YOUR INSTRUCTIONS ▸ Switch every "one element to a line" in the entries below to "one element per line" and reproduce them otherwise unchanged, omitting the pictures.
◆ ◆ ◆ ◆
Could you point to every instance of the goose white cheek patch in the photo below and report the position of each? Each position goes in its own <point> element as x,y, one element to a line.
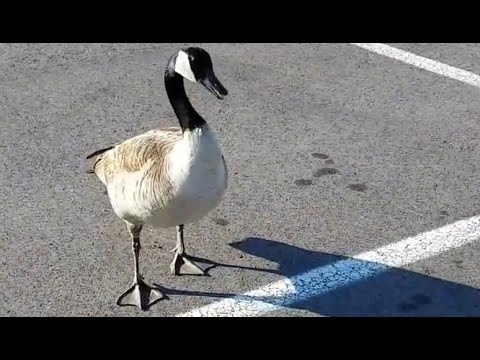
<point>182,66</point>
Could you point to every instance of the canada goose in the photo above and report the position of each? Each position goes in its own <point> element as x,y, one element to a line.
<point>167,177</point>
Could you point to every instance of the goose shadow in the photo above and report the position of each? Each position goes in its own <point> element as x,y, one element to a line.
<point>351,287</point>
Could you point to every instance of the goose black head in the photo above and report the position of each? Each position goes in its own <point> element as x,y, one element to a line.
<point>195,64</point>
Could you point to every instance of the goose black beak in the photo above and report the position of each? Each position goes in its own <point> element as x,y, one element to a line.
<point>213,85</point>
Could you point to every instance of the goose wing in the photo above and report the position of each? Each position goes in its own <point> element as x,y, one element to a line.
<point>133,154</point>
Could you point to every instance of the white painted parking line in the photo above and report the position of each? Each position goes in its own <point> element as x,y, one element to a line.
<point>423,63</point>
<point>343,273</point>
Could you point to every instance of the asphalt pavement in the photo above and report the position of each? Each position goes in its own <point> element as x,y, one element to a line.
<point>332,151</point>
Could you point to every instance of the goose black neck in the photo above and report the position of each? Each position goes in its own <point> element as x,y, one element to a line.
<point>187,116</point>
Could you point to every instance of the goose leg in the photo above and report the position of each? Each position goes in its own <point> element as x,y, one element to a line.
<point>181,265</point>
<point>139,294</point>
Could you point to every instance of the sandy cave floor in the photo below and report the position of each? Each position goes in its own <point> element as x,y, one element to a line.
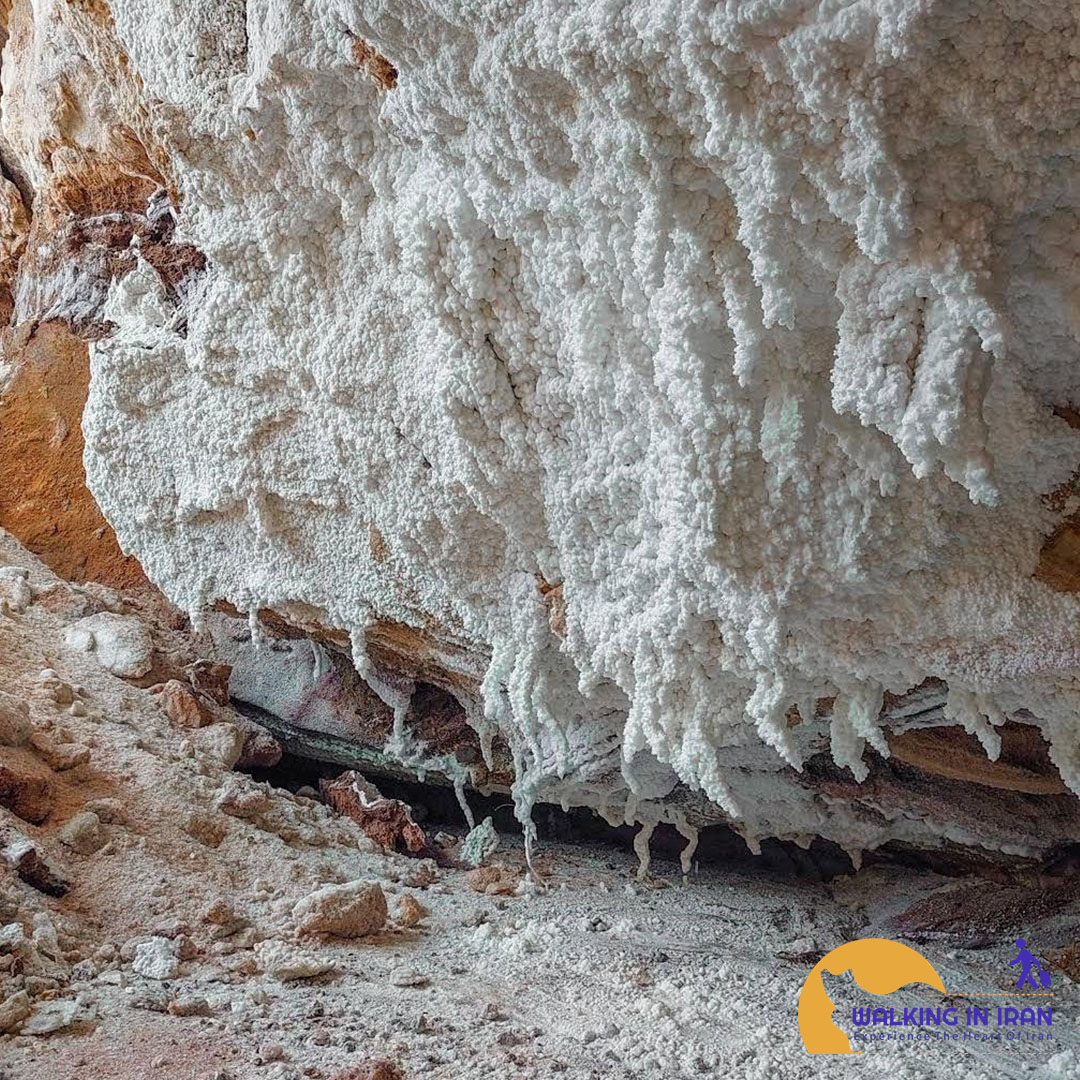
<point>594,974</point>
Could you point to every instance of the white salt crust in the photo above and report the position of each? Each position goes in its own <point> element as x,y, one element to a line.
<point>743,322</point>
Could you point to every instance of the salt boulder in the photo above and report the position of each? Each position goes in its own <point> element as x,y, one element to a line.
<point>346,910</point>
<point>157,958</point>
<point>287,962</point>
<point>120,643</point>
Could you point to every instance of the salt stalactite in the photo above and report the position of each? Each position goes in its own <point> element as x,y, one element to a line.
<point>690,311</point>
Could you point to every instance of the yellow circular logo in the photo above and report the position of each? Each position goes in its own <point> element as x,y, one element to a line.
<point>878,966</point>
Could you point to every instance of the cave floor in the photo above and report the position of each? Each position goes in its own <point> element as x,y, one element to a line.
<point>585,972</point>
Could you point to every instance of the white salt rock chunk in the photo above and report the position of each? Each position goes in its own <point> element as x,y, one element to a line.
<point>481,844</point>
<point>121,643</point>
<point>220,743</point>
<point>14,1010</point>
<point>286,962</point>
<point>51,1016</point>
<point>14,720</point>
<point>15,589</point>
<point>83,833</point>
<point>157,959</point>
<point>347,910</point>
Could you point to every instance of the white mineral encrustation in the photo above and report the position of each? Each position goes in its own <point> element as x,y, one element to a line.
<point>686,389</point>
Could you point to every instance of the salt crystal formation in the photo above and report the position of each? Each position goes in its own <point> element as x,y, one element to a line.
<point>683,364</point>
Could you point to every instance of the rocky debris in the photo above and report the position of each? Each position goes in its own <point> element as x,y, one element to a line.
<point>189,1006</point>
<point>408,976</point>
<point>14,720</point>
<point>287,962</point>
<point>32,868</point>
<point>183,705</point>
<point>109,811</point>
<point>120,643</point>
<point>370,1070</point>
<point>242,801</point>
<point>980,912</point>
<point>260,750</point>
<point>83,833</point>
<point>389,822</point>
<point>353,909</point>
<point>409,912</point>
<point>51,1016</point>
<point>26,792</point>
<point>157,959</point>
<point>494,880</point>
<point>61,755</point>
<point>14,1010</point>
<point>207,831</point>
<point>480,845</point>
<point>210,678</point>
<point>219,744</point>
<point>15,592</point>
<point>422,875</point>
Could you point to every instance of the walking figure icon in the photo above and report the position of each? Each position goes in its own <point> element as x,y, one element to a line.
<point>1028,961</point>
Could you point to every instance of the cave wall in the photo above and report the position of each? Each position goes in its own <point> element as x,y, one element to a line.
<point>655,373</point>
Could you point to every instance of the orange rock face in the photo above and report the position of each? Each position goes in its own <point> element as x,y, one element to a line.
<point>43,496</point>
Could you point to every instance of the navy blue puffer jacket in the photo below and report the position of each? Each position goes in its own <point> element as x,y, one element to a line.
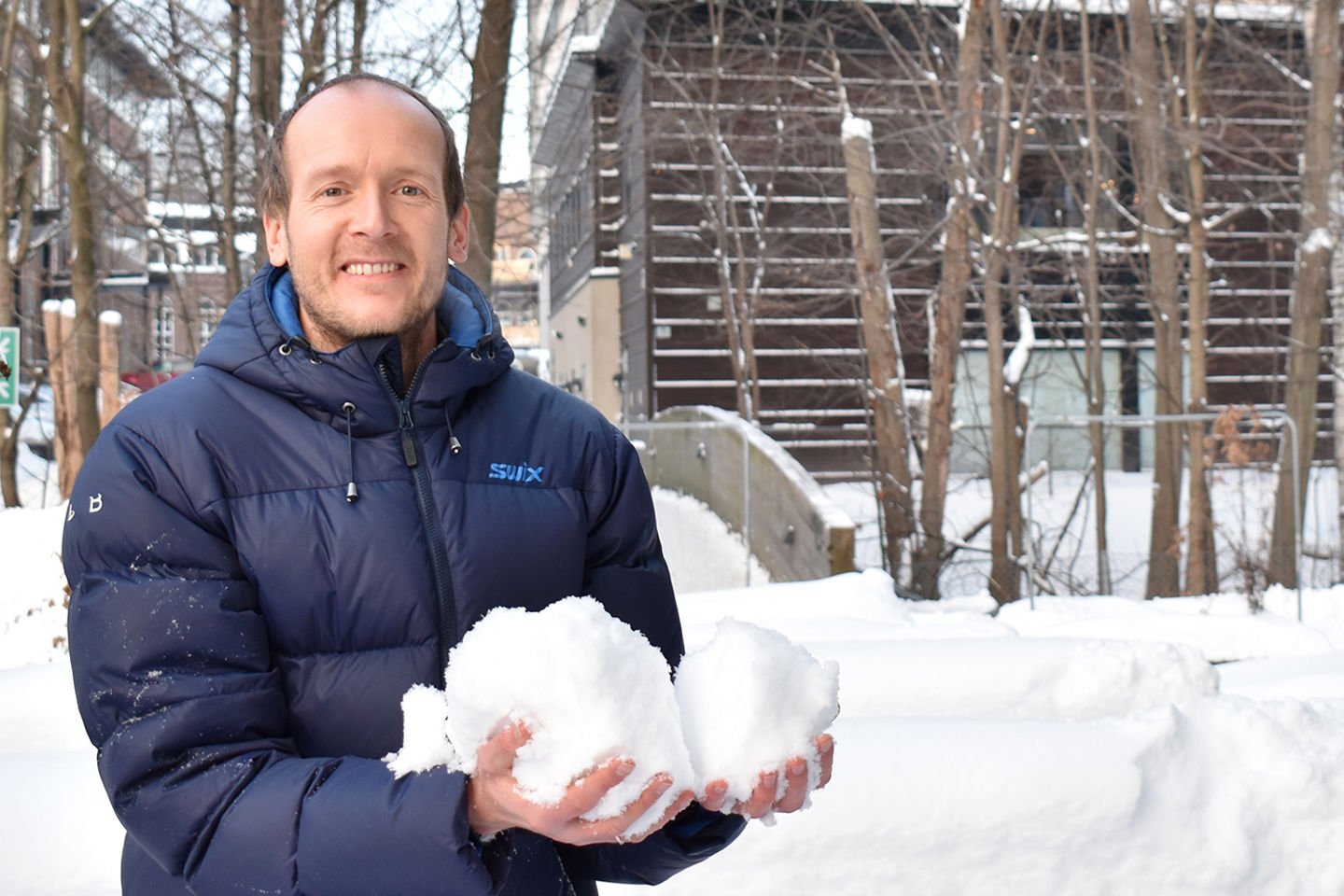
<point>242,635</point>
◆ ◆ ◆ ◆
FULL ANSWER ▸
Could you point to every instance of the goose white cheek patch in the photo below and report the position of each? Each position goes in its own <point> element as x,y, one element per line.
<point>182,66</point>
Could you point to every instance of the canada goose in the photo above and report the position of each? Each position goes in its own <point> element as x,y, one element per line.
<point>167,177</point>
Could you point to every instance of the goose shadow in the photo above and report the position of each? Each position goes in its own <point> element as x,y, one element per line.
<point>351,287</point>
Could you point to every instance of the goose black head in the photo above and report the position of each? Each position goes in its own <point> element as x,y, one element per line.
<point>195,64</point>
Could you point to every instance of the goose black beak in the photo above and report the position of each? Each position goes in its own <point> element as x,y, one element per line.
<point>213,85</point>
Could you point to every instance of the goose wing in the photo above and report the position of each? Each position goes in its own <point> element as x,y, one element per line.
<point>133,154</point>
Could you point to every instance of the white painted parking line in the photo above and report the position of each? Each position goes in its own <point> element as x,y, one element per line.
<point>423,63</point>
<point>343,273</point>
Could you point to every instance of the asphalt pavement in the photo above and report the position of each? Each position goes in its own <point> element as x,y, one element per line.
<point>332,151</point>
Could you point to every instance of the goose black neck in the photo above and report the position of each? Each position goes in its own <point> element as x,y, one element per line.
<point>187,116</point>
Could you point to every instance of the goose leg in the photo above and report the position of each? Each position goes in its own <point> element as x,y, one element per line.
<point>181,265</point>
<point>139,294</point>
Could you point to every instance of the sandy cave floor in the photo below and report the position of each? Each position goes in its own <point> element as x,y, one element per line.
<point>594,974</point>
Could you point to every instance of the white salt crust in the photo above and report the position of each? Each position goes in its own <point> element as x,y, one element per line.
<point>743,322</point>
Could you point to every instance of the salt boulder in the photo above and report the position of each? Each position goes in its own <point> element as x,y, one element per line.
<point>346,910</point>
<point>157,958</point>
<point>287,962</point>
<point>120,643</point>
Could you point to every instance of the salt stalactite in the photo above and report the position of each? Each position goes in its own <point> element as x,y, one element per line.
<point>690,311</point>
Could you point to every instance of the yellow circular logo in the photo above and report the position of each? Each position goes in its own <point> element as x,y, one element per line.
<point>878,966</point>
Could you point to every instance of the cave floor in the photo above and report the position of each? Each position goes in its own <point> element as x,y, one element per line.
<point>585,972</point>
Could you point to every instance of the white salt rock chunk in the photo above and report the position of each? Each position goes in its own <point> element as x,y, one element per line.
<point>481,844</point>
<point>121,643</point>
<point>220,743</point>
<point>14,1010</point>
<point>286,962</point>
<point>51,1016</point>
<point>14,720</point>
<point>15,589</point>
<point>83,833</point>
<point>157,959</point>
<point>347,910</point>
Could you point to every instance of the white mineral encrustation in the photo above and report the position of each? Each position goes in its own <point> element as x,y, one element per line.
<point>686,389</point>
Could you point to every instance of the salt crystal formation in the photo above and report the position of each? Each position goes in its own <point> element as x,y, one element per line.
<point>683,364</point>
Could you point to every instance of the rocky debris in the photo above and report the position of each? Each position goes in its own <point> element as x,y, one element per line.
<point>189,1006</point>
<point>408,976</point>
<point>14,720</point>
<point>287,962</point>
<point>32,868</point>
<point>183,705</point>
<point>109,811</point>
<point>120,643</point>
<point>370,1070</point>
<point>242,801</point>
<point>980,912</point>
<point>260,750</point>
<point>83,833</point>
<point>389,822</point>
<point>353,909</point>
<point>409,912</point>
<point>51,1016</point>
<point>26,792</point>
<point>157,959</point>
<point>494,880</point>
<point>61,755</point>
<point>14,1010</point>
<point>207,831</point>
<point>480,845</point>
<point>210,678</point>
<point>219,744</point>
<point>15,592</point>
<point>422,875</point>
Could you point to every instance of the walking figure icon in the photo above and report the position of each? Each position goes in its own <point> element as x,y, one element per line.
<point>1028,961</point>
Could you point to every instance of the cave wall in the photo above and report the position of each? Each position goes in its own <point> element as x,y, one element per line.
<point>655,373</point>
Could you point to every instance of the orange rock face in the photo above and report the position of each? Each position goes in its own <point> element as x,y, one element per line.
<point>43,496</point>
Could you point to every instance of the navy blue puffer jacket in the photo below and report the position of each? Each position goes in its own <point> element as x,y, one element per line.
<point>242,635</point>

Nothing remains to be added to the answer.